(Image annotation data)

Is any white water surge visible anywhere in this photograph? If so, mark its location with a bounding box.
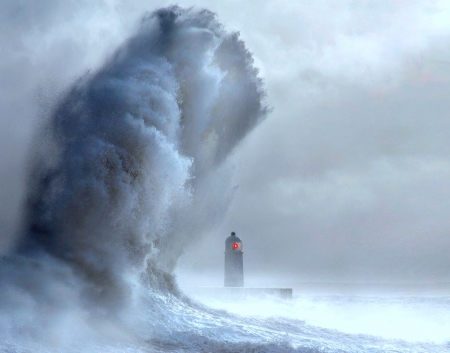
[0,7,448,352]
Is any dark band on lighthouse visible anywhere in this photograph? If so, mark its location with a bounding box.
[224,232,244,287]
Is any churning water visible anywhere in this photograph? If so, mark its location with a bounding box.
[0,7,450,353]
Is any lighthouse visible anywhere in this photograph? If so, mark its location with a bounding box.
[224,232,244,287]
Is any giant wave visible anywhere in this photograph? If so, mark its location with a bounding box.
[0,6,446,352]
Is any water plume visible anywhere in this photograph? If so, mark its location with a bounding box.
[0,6,268,330]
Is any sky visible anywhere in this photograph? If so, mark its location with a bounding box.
[0,0,450,282]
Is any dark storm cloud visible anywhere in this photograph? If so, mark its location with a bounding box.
[0,1,450,280]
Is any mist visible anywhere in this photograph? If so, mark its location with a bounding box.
[0,1,450,300]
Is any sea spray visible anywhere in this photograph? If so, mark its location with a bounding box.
[0,6,268,346]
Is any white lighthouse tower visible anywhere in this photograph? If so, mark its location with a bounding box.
[224,232,244,287]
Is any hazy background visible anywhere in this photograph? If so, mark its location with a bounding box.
[0,0,450,282]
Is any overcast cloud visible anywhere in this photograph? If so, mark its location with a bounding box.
[0,0,450,281]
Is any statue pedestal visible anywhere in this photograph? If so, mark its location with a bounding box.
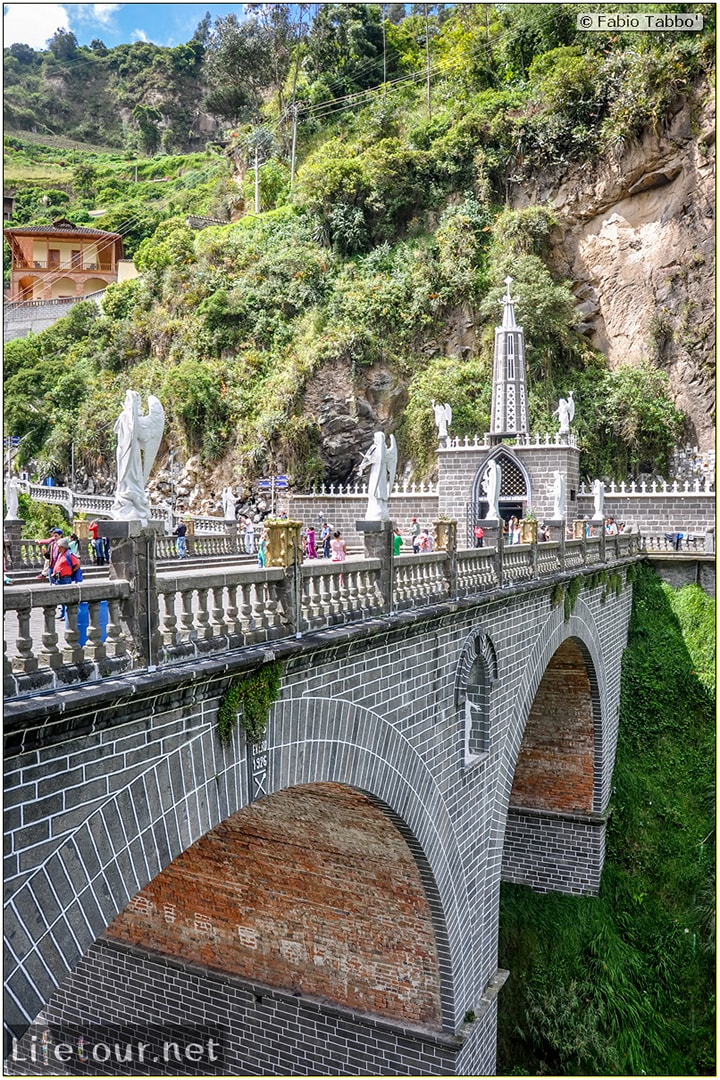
[355,521,393,558]
[104,521,165,671]
[2,517,25,570]
[355,521,394,611]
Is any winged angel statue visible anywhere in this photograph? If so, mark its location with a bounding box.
[553,390,575,435]
[110,390,165,525]
[433,401,452,438]
[357,431,397,522]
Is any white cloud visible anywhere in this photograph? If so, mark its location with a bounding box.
[72,3,123,29]
[3,3,70,50]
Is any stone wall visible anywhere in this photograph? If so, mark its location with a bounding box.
[5,571,631,1075]
[2,293,104,341]
[5,939,462,1076]
[578,490,716,536]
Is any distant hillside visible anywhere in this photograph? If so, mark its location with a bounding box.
[3,33,217,153]
[5,4,715,510]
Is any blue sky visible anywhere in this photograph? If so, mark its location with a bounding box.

TASK DESCRIPTION →
Convert the listing above into a JSON list of strings with one string per line, skipping blank lines and omitting the pictures.

RESULT OF THIS EXERCISE →
[
  "Is any white water surge visible anywhere in this photograph? If so, mark its location with a bounding box.",
  "[0,7,448,352]",
  "Is any dark band on lighthouse visible anywhere in this photograph? If so, mark its location with a bounding box.",
  "[224,232,244,287]",
  "Is any churning water visible anywhere in this photograph? If so, mark its location with a bounding box.",
  "[0,7,450,353]",
  "Is any lighthouse visible anywhere in this photograph? If so, mark its location with a bounding box.",
  "[224,232,244,287]",
  "Is any giant wave visible anywhere in this photograph? If so, mark its location with a bounding box.",
  "[0,6,446,352]",
  "Is any water plume visible anywhere in this photograph? If so, mark its location with a bounding box.",
  "[0,6,268,330]",
  "Is any sky visible anywhere in this photograph? If so, mark its location with a bounding box.",
  "[0,0,450,282]",
  "Is any dark storm cloud visible anywhere in this photograph? If so, mark its location with a bounding box.",
  "[0,1,450,280]",
  "Is any mist visible anywhere in this photograph? If so, mark its location with a bounding box.",
  "[0,1,450,300]",
  "Is any sea spray visible anywhere in this photograph? If so, mark its location with a bounding box.",
  "[0,6,268,346]",
  "Is any white lighthouse tower visible anywhere in this photograph? If so, mark its location with a bounding box.",
  "[224,232,244,287]",
  "Is any hazy background visible anywhere in this photograph? If so, mark its location with a bounding box.",
  "[0,0,450,282]",
  "Is any overcast cloud visible anywhere in this photograph? If so, mark its location with a bounding box.",
  "[0,0,450,281]",
  "Is any statue pedestal visible anywhere in this photograph? If so, mark its location with a bounding box.",
  "[355,521,393,558]",
  "[104,521,165,671]",
  "[2,517,25,570]",
  "[355,521,394,611]",
  "Is any winged angel statue visible anywhere in this photograph? If so, mark its location with a bounding box.",
  "[553,390,575,435]",
  "[110,390,165,525]",
  "[433,401,452,438]",
  "[357,431,397,522]",
  "Is any white cloud visible anywhere in this photograph? If so, mark its location with a bounding box.",
  "[72,3,123,29]",
  "[3,3,70,50]",
  "Is any stone wall visible anywhere in this photograph? If so, mark its location with a bounding box.",
  "[5,571,631,1075]",
  "[2,293,104,341]",
  "[5,939,462,1076]",
  "[578,490,716,536]",
  "Is any distant hillside visible anywhere in this photograph? If so, mark its location with a bounding box.",
  "[3,33,217,153]",
  "[5,4,715,510]",
  "Is any blue sky visible anywhere in this photograph? If so, mark its location with a bounding box."
]